Change every "Indicate" in the data below to "Mark" and keep everything else the same.

— start —

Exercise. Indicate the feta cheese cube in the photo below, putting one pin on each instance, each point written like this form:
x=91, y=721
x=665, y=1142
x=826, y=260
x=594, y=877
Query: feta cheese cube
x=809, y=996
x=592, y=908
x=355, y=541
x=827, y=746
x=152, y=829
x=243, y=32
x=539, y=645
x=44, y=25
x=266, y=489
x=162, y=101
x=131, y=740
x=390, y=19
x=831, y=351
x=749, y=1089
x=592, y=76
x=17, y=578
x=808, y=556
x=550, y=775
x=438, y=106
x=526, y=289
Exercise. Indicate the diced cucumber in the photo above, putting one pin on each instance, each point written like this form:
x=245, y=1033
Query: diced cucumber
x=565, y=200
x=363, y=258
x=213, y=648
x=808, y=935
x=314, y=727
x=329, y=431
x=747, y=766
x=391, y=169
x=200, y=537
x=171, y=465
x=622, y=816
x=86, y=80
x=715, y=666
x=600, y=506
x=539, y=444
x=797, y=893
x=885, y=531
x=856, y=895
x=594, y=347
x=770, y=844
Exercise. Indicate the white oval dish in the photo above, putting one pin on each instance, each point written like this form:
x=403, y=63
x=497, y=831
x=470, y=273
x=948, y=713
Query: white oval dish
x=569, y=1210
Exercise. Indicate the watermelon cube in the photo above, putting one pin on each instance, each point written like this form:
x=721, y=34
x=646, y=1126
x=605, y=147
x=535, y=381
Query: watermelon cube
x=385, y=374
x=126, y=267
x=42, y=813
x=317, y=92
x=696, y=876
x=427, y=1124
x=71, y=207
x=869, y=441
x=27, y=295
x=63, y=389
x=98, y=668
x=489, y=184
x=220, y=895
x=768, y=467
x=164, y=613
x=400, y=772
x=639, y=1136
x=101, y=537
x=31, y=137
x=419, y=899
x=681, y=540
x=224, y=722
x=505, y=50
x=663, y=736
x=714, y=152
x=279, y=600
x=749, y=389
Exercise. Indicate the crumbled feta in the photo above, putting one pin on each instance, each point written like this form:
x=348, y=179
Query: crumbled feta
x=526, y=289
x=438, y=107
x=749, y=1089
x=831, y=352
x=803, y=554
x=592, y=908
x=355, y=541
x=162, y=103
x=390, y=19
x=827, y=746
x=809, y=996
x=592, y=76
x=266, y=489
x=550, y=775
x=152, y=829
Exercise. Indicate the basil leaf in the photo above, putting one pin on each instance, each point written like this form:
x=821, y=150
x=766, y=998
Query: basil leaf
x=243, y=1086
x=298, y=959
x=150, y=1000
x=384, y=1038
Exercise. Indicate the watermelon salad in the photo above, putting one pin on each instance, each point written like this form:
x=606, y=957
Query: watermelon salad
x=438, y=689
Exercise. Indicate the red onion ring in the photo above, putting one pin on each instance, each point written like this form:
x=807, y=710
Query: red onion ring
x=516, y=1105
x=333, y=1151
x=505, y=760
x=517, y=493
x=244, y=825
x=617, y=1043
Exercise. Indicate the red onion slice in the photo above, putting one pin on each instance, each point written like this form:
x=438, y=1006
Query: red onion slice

— end —

Worked answer:
Exercise. Mark the feta cheese cube in the photo below, putting one pin on each instance, each point written like this form:
x=91, y=721
x=665, y=1142
x=826, y=260
x=594, y=877
Query: feta cheese cube
x=809, y=996
x=592, y=908
x=355, y=541
x=827, y=746
x=152, y=829
x=243, y=32
x=539, y=645
x=44, y=25
x=266, y=489
x=162, y=101
x=131, y=740
x=390, y=19
x=831, y=351
x=749, y=1089
x=592, y=76
x=17, y=578
x=808, y=556
x=550, y=775
x=438, y=106
x=526, y=289
Exercise. Mark the diced cucumber in the photo above, putting one pin on each instance, each point written like this form:
x=245, y=1033
Query: diced cucumber
x=565, y=200
x=363, y=258
x=213, y=648
x=808, y=935
x=314, y=727
x=329, y=431
x=747, y=766
x=391, y=169
x=200, y=537
x=171, y=465
x=622, y=816
x=86, y=80
x=715, y=666
x=600, y=506
x=539, y=444
x=797, y=893
x=885, y=531
x=856, y=895
x=594, y=347
x=770, y=844
Exercise. Mark the white oval dish in the photo above, putting one pin on each instance, each point written like this form:
x=403, y=63
x=497, y=831
x=470, y=273
x=948, y=713
Query: white oval dish
x=569, y=1210
Exercise. Mark the watermelon cube in the photo above, putting one pin on each instance, each point written like this form:
x=721, y=34
x=646, y=1126
x=605, y=147
x=535, y=381
Query: watermelon cube
x=385, y=374
x=126, y=267
x=42, y=813
x=317, y=92
x=696, y=876
x=427, y=1124
x=71, y=207
x=869, y=441
x=27, y=295
x=63, y=389
x=98, y=668
x=489, y=184
x=220, y=895
x=768, y=467
x=164, y=613
x=400, y=772
x=639, y=1136
x=101, y=537
x=31, y=137
x=419, y=899
x=681, y=540
x=224, y=722
x=505, y=50
x=663, y=736
x=714, y=152
x=279, y=600
x=749, y=389
Exercise. Mark the crumbled feta in the photo above, putting one pin on each instance, each point written like this form:
x=348, y=179
Query: crumbled feta
x=526, y=289
x=438, y=107
x=749, y=1089
x=831, y=352
x=803, y=554
x=592, y=908
x=355, y=541
x=162, y=103
x=390, y=19
x=827, y=746
x=809, y=996
x=592, y=76
x=266, y=489
x=550, y=775
x=152, y=829
Exercise. Mark the basil leaf in the photo above, putting one pin on each instance, each point written like this form:
x=821, y=150
x=766, y=998
Query: basil leaf
x=243, y=1086
x=298, y=959
x=150, y=1000
x=384, y=1038
Exercise. Mark the watermelon salad in the photo above, putting one pin on each instance, each point written like this form:
x=606, y=957
Query: watermelon salad
x=438, y=689
Exercise. Mark the red onion ring in the photo above, putting one pin on each instance, each point written like this form:
x=807, y=710
Query: red onion ring
x=516, y=1105
x=333, y=1151
x=505, y=760
x=517, y=493
x=244, y=825
x=617, y=1043
Exercise. Mark the red onion slice in the photo above, putting one pin on each instance, each point written like this form:
x=438, y=1006
Query: red onion slice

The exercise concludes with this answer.